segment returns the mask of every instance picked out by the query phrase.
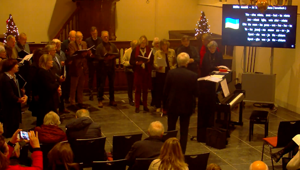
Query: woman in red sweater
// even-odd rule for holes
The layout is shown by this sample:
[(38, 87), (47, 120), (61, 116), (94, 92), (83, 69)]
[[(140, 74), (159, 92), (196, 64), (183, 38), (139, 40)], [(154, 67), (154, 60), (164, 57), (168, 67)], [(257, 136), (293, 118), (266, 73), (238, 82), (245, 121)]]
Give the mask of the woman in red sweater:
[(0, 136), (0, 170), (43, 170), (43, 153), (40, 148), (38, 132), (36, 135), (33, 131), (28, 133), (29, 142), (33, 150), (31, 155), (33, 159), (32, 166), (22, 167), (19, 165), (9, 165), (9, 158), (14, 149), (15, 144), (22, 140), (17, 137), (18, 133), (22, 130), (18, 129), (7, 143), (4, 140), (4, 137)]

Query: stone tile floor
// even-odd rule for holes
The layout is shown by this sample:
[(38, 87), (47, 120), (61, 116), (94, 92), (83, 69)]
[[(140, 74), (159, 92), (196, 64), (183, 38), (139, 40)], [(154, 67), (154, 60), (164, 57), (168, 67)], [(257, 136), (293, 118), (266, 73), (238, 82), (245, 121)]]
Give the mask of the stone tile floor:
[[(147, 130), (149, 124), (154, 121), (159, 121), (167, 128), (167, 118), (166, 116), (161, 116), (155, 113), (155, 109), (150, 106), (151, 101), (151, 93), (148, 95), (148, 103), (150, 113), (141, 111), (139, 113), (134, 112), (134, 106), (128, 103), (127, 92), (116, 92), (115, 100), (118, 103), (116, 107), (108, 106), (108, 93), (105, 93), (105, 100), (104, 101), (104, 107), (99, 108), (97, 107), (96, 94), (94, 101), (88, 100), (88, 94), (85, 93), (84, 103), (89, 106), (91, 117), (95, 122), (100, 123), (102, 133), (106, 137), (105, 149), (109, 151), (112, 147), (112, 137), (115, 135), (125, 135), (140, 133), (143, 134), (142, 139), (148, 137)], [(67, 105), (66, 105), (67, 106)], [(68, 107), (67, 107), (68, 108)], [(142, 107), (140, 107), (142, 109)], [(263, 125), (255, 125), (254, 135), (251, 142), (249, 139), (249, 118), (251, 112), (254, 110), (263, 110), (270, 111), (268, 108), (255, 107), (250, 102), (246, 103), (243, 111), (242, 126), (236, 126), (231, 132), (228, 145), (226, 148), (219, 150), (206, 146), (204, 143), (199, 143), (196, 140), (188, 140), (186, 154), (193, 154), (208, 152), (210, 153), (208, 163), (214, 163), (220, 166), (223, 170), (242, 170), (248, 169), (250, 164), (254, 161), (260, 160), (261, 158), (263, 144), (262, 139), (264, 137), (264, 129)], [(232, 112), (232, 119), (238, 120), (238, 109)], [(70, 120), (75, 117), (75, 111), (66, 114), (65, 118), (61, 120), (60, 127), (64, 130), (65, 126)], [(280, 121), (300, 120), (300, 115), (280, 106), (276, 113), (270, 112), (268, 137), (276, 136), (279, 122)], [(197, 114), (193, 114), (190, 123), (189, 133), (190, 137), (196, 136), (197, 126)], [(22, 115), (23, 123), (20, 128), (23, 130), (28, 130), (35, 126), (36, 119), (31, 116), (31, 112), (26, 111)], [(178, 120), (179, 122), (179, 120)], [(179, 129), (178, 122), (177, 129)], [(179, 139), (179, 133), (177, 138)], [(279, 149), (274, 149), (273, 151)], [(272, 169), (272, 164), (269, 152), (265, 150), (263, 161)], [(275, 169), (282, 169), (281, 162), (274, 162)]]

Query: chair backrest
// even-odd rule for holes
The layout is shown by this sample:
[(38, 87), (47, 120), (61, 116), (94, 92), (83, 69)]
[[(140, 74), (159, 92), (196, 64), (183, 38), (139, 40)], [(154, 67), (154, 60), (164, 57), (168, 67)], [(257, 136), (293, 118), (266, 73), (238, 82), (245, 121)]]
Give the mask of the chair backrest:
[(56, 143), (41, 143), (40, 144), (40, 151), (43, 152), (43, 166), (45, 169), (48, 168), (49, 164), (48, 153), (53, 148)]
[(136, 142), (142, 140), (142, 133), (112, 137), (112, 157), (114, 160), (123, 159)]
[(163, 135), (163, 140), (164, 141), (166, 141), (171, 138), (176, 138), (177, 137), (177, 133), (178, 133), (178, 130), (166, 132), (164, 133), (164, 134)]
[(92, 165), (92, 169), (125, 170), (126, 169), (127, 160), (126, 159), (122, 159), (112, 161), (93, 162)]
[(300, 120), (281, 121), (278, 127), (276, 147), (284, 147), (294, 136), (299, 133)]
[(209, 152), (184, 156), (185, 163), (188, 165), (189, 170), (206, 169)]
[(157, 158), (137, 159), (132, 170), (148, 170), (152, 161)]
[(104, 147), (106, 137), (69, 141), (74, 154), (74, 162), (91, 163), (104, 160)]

▶ [WHAT YOU NEED TO DO]
Rewrite the whole listing above, renaming "mask" to "outline" everywhere it occurs and changing nothing else. Omit the pictures from your copy.

▶ [WRITTEN SOLUTION]
segment returns the outline of every instance picked out by the query phrase.
Query: woman in red sweater
// even-odd rule for holes
The layout is shown by this sample:
[(38, 87), (47, 120), (61, 116), (94, 92), (83, 69)]
[[(140, 74), (159, 92), (196, 64), (183, 38), (139, 40)], [(154, 67), (154, 60), (164, 57), (168, 67)], [(257, 136), (293, 118), (266, 73), (238, 82), (245, 121)]]
Give the outline of the woman in red sweater:
[(0, 136), (0, 170), (43, 170), (43, 153), (40, 148), (38, 132), (36, 135), (33, 131), (28, 133), (29, 142), (33, 150), (31, 155), (33, 159), (32, 166), (22, 167), (19, 165), (9, 165), (9, 158), (14, 149), (15, 144), (22, 140), (17, 137), (18, 133), (22, 130), (18, 129), (7, 143), (4, 140), (4, 137)]

Query: stone tile floor
// even-odd rule for holes
The layout is shown by this sample:
[(38, 87), (47, 120), (61, 116), (94, 92), (83, 69)]
[[(140, 74), (159, 92), (196, 64), (183, 38), (139, 40)], [(154, 67), (154, 60), (164, 57), (168, 67)], [(257, 136), (293, 118), (266, 73), (238, 82), (245, 121)]]
Give the outline of the stone tile floor:
[[(147, 130), (149, 124), (154, 121), (159, 121), (167, 128), (167, 118), (166, 116), (161, 116), (155, 113), (155, 109), (150, 106), (151, 101), (151, 93), (148, 95), (148, 103), (150, 113), (141, 111), (139, 113), (134, 112), (134, 106), (128, 103), (127, 92), (116, 92), (115, 100), (118, 103), (116, 107), (108, 106), (108, 93), (105, 93), (105, 100), (104, 101), (104, 107), (99, 108), (97, 107), (96, 94), (94, 101), (88, 100), (88, 94), (85, 93), (84, 103), (89, 106), (91, 117), (95, 122), (100, 123), (102, 133), (106, 137), (105, 149), (109, 151), (112, 147), (112, 137), (115, 135), (125, 135), (140, 133), (143, 134), (142, 139), (148, 137)], [(67, 105), (66, 105), (67, 106)], [(68, 107), (67, 107), (68, 108)], [(142, 107), (140, 107), (142, 109)], [(263, 125), (255, 125), (254, 135), (251, 142), (249, 139), (249, 118), (251, 112), (254, 110), (263, 110), (270, 111), (268, 108), (255, 107), (250, 102), (246, 103), (243, 111), (242, 126), (236, 126), (231, 132), (228, 145), (226, 148), (219, 150), (206, 146), (204, 143), (199, 143), (196, 140), (188, 140), (186, 154), (193, 154), (208, 152), (210, 153), (208, 163), (214, 163), (220, 166), (223, 170), (242, 170), (248, 169), (250, 164), (254, 161), (260, 160), (261, 158), (263, 144), (262, 139), (264, 137), (264, 129)], [(232, 112), (232, 119), (238, 120), (238, 109)], [(70, 120), (75, 117), (75, 111), (66, 114), (65, 118), (61, 120), (60, 127), (64, 130), (65, 126)], [(280, 121), (300, 120), (300, 115), (280, 106), (276, 113), (270, 112), (268, 137), (276, 136), (279, 122)], [(197, 114), (193, 114), (190, 123), (189, 133), (190, 137), (196, 136), (197, 126)], [(22, 115), (23, 123), (20, 128), (23, 130), (28, 130), (35, 126), (36, 119), (31, 116), (31, 112), (26, 111)], [(178, 120), (179, 122), (179, 120)], [(179, 129), (178, 122), (177, 129)], [(179, 139), (179, 133), (177, 138)], [(279, 149), (274, 149), (273, 151)], [(272, 169), (272, 164), (269, 152), (265, 150), (263, 161)], [(275, 169), (282, 169), (281, 162), (274, 162)]]

Query: chair backrest
// even-odd rule for holes
The layout is shown by this sample:
[(38, 87), (47, 120), (61, 116), (94, 92), (83, 69)]
[[(140, 74), (159, 92), (196, 64), (183, 38), (139, 40)], [(154, 67), (154, 60), (164, 57), (168, 67)], [(257, 136), (293, 118), (266, 73), (238, 82), (245, 121)]]
Give the outline of the chair backrest:
[(56, 143), (41, 143), (40, 144), (40, 151), (43, 152), (43, 166), (45, 169), (48, 168), (49, 164), (48, 153), (53, 148)]
[(136, 142), (142, 140), (142, 133), (112, 137), (112, 157), (114, 160), (123, 159)]
[(163, 135), (163, 140), (164, 141), (166, 141), (171, 138), (176, 138), (177, 137), (177, 133), (178, 133), (178, 130), (166, 132), (164, 133), (164, 134)]
[(92, 165), (92, 169), (125, 170), (126, 169), (127, 160), (126, 159), (122, 159), (112, 161), (93, 162)]
[(300, 120), (281, 121), (278, 127), (276, 147), (284, 147), (294, 136), (299, 133)]
[(209, 152), (184, 156), (185, 163), (188, 165), (189, 170), (206, 169)]
[(157, 158), (137, 159), (132, 170), (148, 170), (152, 161)]
[(104, 147), (106, 137), (69, 141), (74, 154), (74, 162), (91, 163), (104, 160)]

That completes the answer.